**Document excerpt:**
Azure Storage

Azure Storage is a cloud storage solution supporting blobs, files, disks, messages, tables and other types of data. Combining data services into a single account allows you to manage them as a group - the settings applied to the Storage Account apply to all services within the account. Deleting a Storage Account also deletes all the data in it.

For each combination of settings that you require, you will need a corresponding Storage Account. An Azure Storage Account defines the following settings:

Subscription (for billing)
Location (where the data is stored)
Performance (Standard or Premium). Premium is intended for low-latency data access and uses SSDs. You cannot convert between Standard and Premium storage: instead you will need to create a new Storage Account and migrate the data from the original Account. Standard is generally sufficient for most new Storage Accounts. Premium offers three specialist flavours: Page Blobs, Block Blobs or File Shares.
Replication (LRS, ZRS, GRS)
Access Tier (Hot, Cold, Archive)
Secure Transfer Required
Virtual Networks. Use the 'Firewalls and virtual networks' settings on your storage accounts to restrict access to specifici virtual networks or public IPs. Subnets and Virtual networks must exist in the same Azure region or region pair as the storage account.

The number of Storage Accounts that you will need depends on your data diversity (where it is consumed, how sensitive it is, who pays the bill, how business critical is the data, etc). Before creating each Storage you should first analyse the data and understand the appropriate storage settings.

The following limits apply to Storage Accounts:

Number of storage accounts per region per subscription: 250
Maximum storage account capacity: 5 PiB
No limit to number of containers, blobs, files, tables, etc
Maximum request rate per storage account: 20,000 requests per second
Maximum ingress per storage account (US/Europe): 10 Gbps
Maximum ingress per storage account (outside US/Europe): 5 Gbps
Maximum egress: 50 Gbps

Ingress rates may be increased by raising a support request with Microsoft. Data is durable, secure, scalable, managed, accessible.

Azure storage encryption is enabled by default and cannot be disabled. Data is encrypted using 256-bit AES (advanced encryption standard). Encryption keys can be either Microsoft-managed or Customer-managed. Customer-managed keys are stored in Key Vault and can be generated by Key Vault or independantly. To manage a Storage Account the Key Vault keys need to be in the same region as the SA, but can be in a different subscription.

**Goal 1:** According to the Azure Storage text, what is the maximum capacity of a single storage account?
**Goal 2:** Write the next part of the Azure Storage text, picking up after its final sentence about Key Vault keys.
The material after this text has no connection to it.

**Supplied entries:**
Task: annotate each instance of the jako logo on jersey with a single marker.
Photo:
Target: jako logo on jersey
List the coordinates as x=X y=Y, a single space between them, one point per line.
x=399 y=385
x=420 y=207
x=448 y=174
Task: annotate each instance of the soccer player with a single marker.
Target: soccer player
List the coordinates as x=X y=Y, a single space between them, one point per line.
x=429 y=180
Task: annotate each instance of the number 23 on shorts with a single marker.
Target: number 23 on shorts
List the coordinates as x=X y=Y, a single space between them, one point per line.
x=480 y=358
...
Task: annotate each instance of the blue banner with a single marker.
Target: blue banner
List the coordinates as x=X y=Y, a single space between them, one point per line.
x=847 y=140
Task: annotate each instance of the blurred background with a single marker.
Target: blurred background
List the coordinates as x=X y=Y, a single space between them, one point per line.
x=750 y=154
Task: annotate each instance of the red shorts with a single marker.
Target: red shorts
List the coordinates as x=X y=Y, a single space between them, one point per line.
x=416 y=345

**Task result 1:** 5 PiB.

**Task result 2:**
Azure storage provides a unique namespace for your data, accessible over HTTP or HTTPS. Namespaces are formatted: https://$STORAGE_ACCOUNT_NAME.$SERVICE_NAME.core.windows.net. For example:

Blobs: https://$STORAGE_ACCOUNT_NAME.blob.core.windows.net
Files: https://$STORAGE_ACCOUNT_NAME.file.core.windows.net
Queues: https://$STORAGE_ACCOUNT_NAME.queue.core.windows.net
Table: https://$STORAGE_ACCOUNT_NAME.table.core.windows.net
Data Lake: https://$STORAGE_ACCOUNT_NAME.dfs.core.windows.net

You can also configure a custom domain to access blob data in a Storage Account. However, there is no native support for HTTPS access to blobs with custom domains. Custom domains can be configured with direct mapping or intermediary mapping.

Four options are available for accessing Blob Storage:

AAD. A security principal authenticates to AAD and receives an OAuth 2.0 token, which is then used to authenticate to the storage. Works well for apps using managed identities or security principals.
Shared Keys for the Storage Account. Two 512-bit keys are created with every Storage Account. These keys can be used to grant full access to the Storage Account. It is recommended that these keys are regularly rotated.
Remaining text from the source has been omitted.